INSTRUCTIONS TO FOLLOW:
Count how many lines of the material below contain the string "stethoscope", matching case exactly, and reply with only that number.

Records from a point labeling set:
- - - - - - -
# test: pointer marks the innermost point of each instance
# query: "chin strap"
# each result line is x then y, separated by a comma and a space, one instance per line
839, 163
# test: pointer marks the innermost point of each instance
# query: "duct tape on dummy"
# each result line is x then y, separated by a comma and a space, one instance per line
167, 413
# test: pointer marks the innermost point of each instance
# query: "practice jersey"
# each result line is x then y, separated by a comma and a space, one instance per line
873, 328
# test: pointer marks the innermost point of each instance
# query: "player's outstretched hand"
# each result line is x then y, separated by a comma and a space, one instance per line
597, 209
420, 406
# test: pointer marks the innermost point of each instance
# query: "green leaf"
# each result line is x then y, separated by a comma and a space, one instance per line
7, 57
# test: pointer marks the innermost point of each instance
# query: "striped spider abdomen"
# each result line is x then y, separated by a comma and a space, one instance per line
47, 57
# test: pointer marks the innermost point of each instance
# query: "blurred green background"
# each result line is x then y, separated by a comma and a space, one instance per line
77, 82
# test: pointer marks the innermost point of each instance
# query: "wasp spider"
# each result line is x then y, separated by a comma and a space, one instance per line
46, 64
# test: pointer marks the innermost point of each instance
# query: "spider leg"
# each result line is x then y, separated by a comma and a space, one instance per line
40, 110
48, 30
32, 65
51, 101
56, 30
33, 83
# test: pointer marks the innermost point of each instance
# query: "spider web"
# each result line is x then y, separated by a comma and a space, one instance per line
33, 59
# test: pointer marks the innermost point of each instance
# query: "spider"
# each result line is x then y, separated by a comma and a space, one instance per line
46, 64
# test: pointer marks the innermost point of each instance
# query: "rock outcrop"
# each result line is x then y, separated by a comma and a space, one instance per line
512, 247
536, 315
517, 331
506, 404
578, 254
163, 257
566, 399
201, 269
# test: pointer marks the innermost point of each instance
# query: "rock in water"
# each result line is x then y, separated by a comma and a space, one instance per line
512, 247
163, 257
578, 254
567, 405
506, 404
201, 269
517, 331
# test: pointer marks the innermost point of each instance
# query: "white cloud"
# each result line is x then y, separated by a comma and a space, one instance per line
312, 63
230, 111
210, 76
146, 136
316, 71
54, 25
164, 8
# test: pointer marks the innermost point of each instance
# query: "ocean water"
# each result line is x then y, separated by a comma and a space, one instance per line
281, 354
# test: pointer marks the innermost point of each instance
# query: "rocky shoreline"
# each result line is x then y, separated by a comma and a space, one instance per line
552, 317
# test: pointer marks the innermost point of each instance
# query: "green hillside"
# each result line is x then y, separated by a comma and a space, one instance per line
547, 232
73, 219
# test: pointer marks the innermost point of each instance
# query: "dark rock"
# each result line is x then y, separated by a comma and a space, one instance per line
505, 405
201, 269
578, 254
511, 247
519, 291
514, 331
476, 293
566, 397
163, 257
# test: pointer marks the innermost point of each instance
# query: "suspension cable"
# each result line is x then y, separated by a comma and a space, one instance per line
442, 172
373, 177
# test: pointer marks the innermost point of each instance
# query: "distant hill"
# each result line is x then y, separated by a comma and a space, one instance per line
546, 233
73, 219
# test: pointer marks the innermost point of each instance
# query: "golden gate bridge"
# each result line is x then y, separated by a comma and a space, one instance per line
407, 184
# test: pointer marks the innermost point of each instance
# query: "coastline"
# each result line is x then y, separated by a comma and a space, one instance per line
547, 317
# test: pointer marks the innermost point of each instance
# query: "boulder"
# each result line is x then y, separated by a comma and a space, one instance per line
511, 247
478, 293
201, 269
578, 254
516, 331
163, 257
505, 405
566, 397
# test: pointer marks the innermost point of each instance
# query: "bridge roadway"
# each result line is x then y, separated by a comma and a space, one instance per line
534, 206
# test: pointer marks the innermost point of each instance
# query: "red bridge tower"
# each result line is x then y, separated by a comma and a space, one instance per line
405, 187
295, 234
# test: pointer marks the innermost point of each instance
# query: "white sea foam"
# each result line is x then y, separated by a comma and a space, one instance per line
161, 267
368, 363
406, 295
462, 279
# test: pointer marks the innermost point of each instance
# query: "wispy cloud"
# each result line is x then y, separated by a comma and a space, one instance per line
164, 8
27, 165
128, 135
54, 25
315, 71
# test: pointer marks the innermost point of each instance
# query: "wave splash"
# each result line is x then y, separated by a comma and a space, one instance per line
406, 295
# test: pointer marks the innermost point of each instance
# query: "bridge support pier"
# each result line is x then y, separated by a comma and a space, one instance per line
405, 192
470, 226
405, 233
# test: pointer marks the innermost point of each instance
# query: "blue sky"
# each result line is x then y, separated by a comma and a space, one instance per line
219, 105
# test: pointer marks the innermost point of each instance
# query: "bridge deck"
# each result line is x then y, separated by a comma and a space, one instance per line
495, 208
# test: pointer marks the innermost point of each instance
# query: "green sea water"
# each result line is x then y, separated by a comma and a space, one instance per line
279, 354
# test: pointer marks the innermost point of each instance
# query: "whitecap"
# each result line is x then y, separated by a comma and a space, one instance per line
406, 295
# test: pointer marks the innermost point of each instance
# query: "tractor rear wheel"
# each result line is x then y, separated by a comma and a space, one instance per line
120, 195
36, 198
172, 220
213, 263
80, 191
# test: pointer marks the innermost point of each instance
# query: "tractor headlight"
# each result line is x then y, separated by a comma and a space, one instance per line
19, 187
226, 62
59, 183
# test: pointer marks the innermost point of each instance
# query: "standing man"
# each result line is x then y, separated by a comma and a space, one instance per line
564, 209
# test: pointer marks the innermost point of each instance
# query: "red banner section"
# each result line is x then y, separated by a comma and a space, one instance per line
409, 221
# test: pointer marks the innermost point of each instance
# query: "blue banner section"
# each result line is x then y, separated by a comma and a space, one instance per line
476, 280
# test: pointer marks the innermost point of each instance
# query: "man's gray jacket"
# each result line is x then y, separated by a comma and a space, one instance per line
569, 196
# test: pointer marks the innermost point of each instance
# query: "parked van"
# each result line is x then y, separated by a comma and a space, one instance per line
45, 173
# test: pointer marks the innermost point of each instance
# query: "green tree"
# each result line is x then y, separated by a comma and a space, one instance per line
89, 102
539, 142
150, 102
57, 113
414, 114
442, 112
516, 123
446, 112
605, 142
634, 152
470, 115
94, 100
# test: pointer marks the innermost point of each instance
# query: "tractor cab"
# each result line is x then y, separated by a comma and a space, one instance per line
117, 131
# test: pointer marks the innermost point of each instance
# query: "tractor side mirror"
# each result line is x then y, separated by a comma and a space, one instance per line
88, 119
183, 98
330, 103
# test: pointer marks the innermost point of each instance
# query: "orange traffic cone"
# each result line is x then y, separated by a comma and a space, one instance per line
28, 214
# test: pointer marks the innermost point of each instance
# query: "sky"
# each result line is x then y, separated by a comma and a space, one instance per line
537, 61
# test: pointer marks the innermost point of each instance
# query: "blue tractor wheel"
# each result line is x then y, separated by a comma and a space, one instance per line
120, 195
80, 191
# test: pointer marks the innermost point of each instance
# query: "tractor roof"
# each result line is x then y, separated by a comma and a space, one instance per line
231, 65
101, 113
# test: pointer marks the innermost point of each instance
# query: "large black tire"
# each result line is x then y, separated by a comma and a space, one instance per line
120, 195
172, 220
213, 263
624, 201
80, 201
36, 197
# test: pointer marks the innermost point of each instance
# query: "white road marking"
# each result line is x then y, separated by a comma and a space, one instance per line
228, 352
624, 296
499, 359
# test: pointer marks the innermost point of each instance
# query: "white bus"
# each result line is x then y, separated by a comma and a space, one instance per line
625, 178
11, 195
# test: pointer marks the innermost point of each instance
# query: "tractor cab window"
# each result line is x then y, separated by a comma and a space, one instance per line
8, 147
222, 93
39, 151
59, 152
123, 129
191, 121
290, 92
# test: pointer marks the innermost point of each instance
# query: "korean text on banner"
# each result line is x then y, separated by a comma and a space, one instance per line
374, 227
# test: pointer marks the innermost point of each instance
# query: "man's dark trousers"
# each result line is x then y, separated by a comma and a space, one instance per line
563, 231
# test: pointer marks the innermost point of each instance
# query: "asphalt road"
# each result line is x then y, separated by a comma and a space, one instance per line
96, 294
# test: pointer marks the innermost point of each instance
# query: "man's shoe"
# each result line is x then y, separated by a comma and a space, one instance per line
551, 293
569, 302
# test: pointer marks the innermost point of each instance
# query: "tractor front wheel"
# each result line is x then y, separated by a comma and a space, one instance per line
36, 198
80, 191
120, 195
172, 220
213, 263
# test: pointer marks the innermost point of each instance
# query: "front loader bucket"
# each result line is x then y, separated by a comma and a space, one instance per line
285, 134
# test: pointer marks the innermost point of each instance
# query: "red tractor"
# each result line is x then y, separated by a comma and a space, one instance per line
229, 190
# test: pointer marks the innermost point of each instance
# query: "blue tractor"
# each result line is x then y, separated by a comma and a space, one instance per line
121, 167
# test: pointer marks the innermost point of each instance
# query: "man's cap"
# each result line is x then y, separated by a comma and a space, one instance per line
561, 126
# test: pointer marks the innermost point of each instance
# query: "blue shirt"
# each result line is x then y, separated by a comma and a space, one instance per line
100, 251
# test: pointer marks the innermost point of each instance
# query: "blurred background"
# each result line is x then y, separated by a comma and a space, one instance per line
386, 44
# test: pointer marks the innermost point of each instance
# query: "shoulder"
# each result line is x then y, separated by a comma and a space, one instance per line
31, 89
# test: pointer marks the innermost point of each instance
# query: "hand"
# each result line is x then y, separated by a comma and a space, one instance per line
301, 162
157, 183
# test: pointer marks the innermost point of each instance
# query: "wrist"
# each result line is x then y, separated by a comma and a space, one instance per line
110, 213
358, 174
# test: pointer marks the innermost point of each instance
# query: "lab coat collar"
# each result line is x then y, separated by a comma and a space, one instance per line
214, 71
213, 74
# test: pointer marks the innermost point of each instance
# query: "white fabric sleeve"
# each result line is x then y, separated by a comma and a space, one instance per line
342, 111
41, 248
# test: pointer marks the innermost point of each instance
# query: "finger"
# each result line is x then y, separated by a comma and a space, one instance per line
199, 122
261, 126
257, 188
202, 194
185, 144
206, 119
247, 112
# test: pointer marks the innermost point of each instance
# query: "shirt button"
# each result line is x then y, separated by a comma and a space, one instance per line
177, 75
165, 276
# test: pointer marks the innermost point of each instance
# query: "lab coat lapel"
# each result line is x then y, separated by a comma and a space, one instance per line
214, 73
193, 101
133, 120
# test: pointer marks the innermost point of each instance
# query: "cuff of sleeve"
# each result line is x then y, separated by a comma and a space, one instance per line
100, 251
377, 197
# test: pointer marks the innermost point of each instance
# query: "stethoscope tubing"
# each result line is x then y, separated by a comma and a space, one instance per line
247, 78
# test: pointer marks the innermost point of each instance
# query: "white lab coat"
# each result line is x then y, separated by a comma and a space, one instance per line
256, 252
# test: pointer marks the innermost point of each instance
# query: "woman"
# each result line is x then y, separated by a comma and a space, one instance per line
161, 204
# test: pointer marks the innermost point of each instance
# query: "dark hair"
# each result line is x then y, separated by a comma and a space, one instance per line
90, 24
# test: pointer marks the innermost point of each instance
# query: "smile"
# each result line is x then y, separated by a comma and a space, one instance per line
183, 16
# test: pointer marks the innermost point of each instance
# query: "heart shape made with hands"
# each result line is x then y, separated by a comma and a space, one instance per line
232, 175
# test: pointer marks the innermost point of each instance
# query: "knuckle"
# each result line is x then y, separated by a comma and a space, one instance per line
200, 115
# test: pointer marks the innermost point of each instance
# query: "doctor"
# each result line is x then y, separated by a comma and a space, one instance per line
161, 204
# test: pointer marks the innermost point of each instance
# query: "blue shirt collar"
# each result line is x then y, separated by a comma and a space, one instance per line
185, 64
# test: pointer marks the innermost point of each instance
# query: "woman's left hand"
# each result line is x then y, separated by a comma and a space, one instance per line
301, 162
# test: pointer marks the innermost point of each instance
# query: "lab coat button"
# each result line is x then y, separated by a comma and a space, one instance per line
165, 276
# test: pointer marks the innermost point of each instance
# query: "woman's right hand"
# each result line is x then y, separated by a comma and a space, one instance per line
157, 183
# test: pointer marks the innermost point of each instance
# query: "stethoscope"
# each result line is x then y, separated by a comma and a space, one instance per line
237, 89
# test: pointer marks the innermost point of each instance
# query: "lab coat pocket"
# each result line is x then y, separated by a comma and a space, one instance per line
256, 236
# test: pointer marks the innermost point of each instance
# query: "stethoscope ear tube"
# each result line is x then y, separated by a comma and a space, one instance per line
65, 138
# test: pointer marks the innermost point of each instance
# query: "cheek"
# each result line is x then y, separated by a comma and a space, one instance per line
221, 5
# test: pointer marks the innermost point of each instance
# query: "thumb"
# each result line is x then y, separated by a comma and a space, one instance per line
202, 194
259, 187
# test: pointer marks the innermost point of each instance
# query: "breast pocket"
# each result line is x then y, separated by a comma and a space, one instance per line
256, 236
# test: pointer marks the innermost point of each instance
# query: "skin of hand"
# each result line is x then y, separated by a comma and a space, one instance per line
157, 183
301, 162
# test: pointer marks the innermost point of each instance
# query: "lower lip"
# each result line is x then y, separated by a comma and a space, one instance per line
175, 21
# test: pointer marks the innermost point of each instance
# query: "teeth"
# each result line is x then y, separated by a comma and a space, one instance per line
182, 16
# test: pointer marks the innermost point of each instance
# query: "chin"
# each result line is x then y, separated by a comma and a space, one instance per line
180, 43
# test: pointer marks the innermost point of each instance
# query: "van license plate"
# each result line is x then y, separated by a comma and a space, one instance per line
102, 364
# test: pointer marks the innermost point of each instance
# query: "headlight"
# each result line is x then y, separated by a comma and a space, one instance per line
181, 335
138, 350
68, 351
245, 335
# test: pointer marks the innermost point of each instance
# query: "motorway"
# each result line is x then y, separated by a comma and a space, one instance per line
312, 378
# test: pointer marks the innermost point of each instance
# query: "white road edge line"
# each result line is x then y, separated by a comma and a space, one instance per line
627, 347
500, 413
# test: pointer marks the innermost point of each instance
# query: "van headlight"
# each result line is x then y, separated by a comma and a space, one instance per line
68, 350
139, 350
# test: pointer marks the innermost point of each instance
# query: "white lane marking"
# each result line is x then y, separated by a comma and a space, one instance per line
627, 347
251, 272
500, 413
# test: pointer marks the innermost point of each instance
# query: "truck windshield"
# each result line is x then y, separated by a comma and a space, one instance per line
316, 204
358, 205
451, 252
- - - - - - -
RESULT OF THIS EXERCISE:
3